What this task involves: The reply should hold every entry exactly as written and none of the pictures.

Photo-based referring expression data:

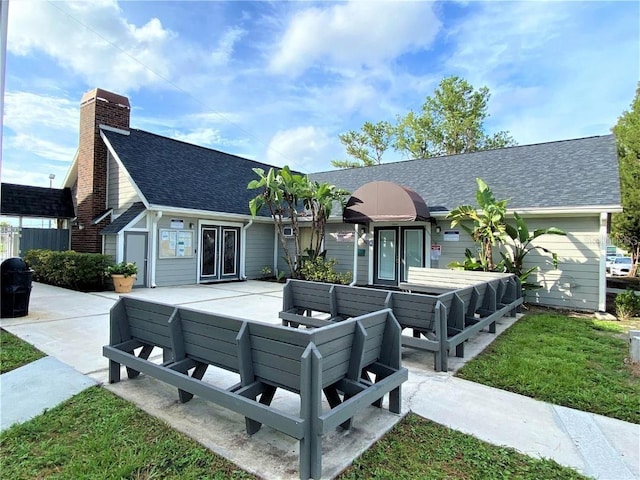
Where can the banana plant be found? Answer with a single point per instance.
(513, 262)
(488, 222)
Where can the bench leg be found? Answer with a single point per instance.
(333, 398)
(198, 373)
(114, 372)
(144, 354)
(251, 425)
(395, 400)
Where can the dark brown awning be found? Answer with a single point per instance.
(385, 202)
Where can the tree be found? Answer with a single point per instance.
(366, 147)
(290, 196)
(451, 122)
(626, 225)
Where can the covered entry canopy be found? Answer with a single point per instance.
(385, 202)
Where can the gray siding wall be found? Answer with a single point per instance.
(110, 245)
(259, 252)
(341, 251)
(177, 271)
(573, 285)
(121, 193)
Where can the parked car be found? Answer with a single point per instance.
(621, 266)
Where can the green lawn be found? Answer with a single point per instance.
(574, 362)
(15, 353)
(99, 435)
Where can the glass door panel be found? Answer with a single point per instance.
(387, 255)
(209, 257)
(229, 251)
(413, 250)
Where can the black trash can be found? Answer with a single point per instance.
(16, 280)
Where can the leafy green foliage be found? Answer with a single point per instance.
(320, 270)
(289, 196)
(626, 225)
(366, 147)
(522, 245)
(562, 360)
(417, 448)
(73, 270)
(491, 229)
(627, 305)
(15, 353)
(489, 226)
(99, 435)
(451, 122)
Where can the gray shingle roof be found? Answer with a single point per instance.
(29, 201)
(564, 174)
(177, 174)
(123, 220)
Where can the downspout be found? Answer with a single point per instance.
(602, 275)
(154, 246)
(355, 257)
(275, 249)
(243, 250)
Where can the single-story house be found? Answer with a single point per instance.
(180, 211)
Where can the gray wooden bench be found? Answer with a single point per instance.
(337, 360)
(138, 325)
(440, 323)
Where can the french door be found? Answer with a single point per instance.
(395, 250)
(219, 253)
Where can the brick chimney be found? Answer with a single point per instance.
(98, 107)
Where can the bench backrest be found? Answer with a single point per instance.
(209, 338)
(308, 295)
(273, 354)
(135, 319)
(356, 301)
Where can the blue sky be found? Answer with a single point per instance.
(279, 81)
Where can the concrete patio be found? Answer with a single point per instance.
(72, 327)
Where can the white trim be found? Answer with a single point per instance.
(243, 250)
(602, 276)
(205, 214)
(126, 172)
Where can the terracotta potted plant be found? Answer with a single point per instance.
(123, 275)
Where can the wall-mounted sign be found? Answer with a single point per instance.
(348, 237)
(176, 243)
(451, 235)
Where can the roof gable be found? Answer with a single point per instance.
(564, 174)
(175, 174)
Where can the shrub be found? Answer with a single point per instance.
(69, 269)
(321, 270)
(123, 268)
(627, 305)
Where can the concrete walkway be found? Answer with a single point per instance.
(72, 327)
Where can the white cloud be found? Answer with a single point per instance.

Task response:
Where can the banana plant be found? Answer with a single point per instance.
(513, 262)
(488, 222)
Where can the bench leg be found? Answer with a single point per instance.
(333, 398)
(198, 373)
(114, 372)
(144, 354)
(251, 425)
(395, 400)
Where can the dark brown awning be found? Answer with a single point per instance.
(385, 202)
Where can the tree be found? Answer with a single point per instance.
(366, 147)
(290, 196)
(451, 122)
(626, 225)
Where can the covered entry canopy be found? Answer with a single point per instance.
(385, 202)
Where can the gray siding wall be found? Answer with a single point per instance.
(110, 245)
(259, 252)
(341, 251)
(177, 271)
(573, 285)
(121, 193)
Where can the parked car be found? Answer with a single point per instance.
(621, 266)
Where can the green lawn be found? Answer with a single point per instance.
(574, 362)
(15, 353)
(99, 435)
Where can the glass door panel be found? Answer with a single point per instance.
(387, 255)
(209, 257)
(229, 251)
(413, 250)
Where can the black trash can be found? Answer with a single point per instance.
(16, 280)
Where can the leafy green foliage be found? Answer with a single point per instance.
(320, 270)
(289, 196)
(626, 225)
(366, 147)
(522, 245)
(562, 360)
(417, 448)
(73, 270)
(491, 229)
(627, 305)
(15, 353)
(489, 226)
(99, 435)
(451, 122)
Where can the gray shingle roof be found? Answer with a single point per instance.
(29, 201)
(564, 174)
(177, 174)
(123, 220)
Where can the downspout be found? Answer with a single point per instance.
(602, 275)
(154, 246)
(355, 257)
(275, 249)
(243, 250)
Where can the single-story house be found? Answer with a single point per instance.
(180, 211)
Where can the gray wooden bench be found? Answer with a single point per instance.
(337, 360)
(138, 325)
(440, 323)
Where can the french door be found? Answer with a single point per instance.
(395, 250)
(219, 253)
Where can the brick chimney be found? Answer with a single point per instance.
(98, 107)
Where can the bench backrest be found? Answer with a single point per instance.
(209, 338)
(308, 295)
(273, 354)
(135, 319)
(356, 301)
Where can the blue sky be found? Answer with a single point per instance.
(279, 81)
Where can the concrete patio be found? Answer with a single point per instance.
(72, 327)
Where can the white trim be found? Answer with a single point per instance.
(243, 250)
(602, 276)
(205, 214)
(126, 172)
Where can the terracotta potted plant be found? Answer with a single point per instance.
(123, 275)
Where can the wall-mounted sign be found? Answer with a single point per instance.
(348, 237)
(176, 243)
(451, 235)
Where can the roof gable be found? Answer with a single point per instance.
(564, 174)
(175, 174)
Where can the shrub be found? Answer with a single point per instance.
(69, 269)
(321, 270)
(123, 268)
(627, 305)
Where can the concrete walkway be found? Answer with a single point per instance.
(72, 327)
Where can the white cloud be found? Answer with a single point per instance.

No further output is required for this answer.